TO BE DONE
Return nothing but the lines from the line containing "Could you kindly annotate the beaver-gnawed" through the last line of the records, reproduced exactly.

+++ RAW RECORDS +++

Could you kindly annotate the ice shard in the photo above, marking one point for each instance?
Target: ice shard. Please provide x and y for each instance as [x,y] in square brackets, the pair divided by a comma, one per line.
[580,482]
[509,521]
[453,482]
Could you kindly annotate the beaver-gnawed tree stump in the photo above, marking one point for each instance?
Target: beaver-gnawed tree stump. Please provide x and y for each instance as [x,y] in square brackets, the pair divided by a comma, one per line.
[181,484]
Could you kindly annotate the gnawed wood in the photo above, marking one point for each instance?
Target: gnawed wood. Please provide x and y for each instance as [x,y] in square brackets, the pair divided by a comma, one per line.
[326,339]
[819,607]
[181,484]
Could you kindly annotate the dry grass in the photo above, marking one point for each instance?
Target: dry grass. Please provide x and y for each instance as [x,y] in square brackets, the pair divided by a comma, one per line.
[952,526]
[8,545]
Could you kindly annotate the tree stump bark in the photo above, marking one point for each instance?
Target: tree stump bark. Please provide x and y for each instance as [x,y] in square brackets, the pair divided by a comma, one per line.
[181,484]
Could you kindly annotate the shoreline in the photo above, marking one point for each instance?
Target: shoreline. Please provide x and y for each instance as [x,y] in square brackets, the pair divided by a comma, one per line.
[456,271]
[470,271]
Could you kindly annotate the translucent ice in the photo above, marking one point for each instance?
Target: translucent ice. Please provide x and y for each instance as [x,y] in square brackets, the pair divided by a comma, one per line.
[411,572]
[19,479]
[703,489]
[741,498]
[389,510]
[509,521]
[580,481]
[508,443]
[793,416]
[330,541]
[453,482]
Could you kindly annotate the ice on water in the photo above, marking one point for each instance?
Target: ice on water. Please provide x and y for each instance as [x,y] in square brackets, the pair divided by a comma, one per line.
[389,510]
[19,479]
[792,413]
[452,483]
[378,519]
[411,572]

+++

WRITTEN RESPONSE
Could you kindly annotate the beaver-gnawed tree stump in the photo above, marking one point for each instance?
Target: beaver-gnawed tree stump. Please provide x and y for each instance as [x,y] in square brackets, the pair divided by a comma, one per line.
[181,484]
Could you kindly annotate the gnawed wood in the photo above, marking one point for each instance?
Target: gnawed wood. Please provide x and y for each instance as [x,y] in square brackets, the pair divided by a comma, one per line.
[326,339]
[819,607]
[181,484]
Could you kindly annotate the dry grass in the photo above, marking one point for each instance?
Target: dry grass. Please provide x and y for each instance as [x,y] in square brackets, the pair divided by a comma, one per line.
[952,526]
[8,545]
Could you kindly annotate the tree stump bark in the photo above, marking one point for each instance?
Target: tree stump bark. Please provide x and y for each instance as [x,y] in square brackets, the pair divided by a comma, one per line.
[181,484]
Could you kindly annotate the shoreline in the photo above, marking one point for each instance?
Target: shoreline. Please provide x and y for each instance as [x,y] in square brackets, the pair divided by a comma, one per line.
[456,271]
[470,271]
Could you kindly annotate the translucent ice in the photo above, marking one point for each instance?
Target: translucent ice. Please provide x and y for each instance as [x,y] in square brackets, the pair divided by a comma, one per line.
[411,572]
[19,479]
[703,489]
[741,498]
[389,510]
[509,521]
[580,481]
[508,443]
[793,416]
[330,541]
[453,482]
Could you kindly annotate the ice on water in the photo above, marking one point for each instance?
Target: ice on water. Please provide x and y for each instance as [x,y] in square brackets, the pair divided by a comma, one per line.
[389,510]
[19,479]
[792,413]
[452,483]
[378,519]
[411,572]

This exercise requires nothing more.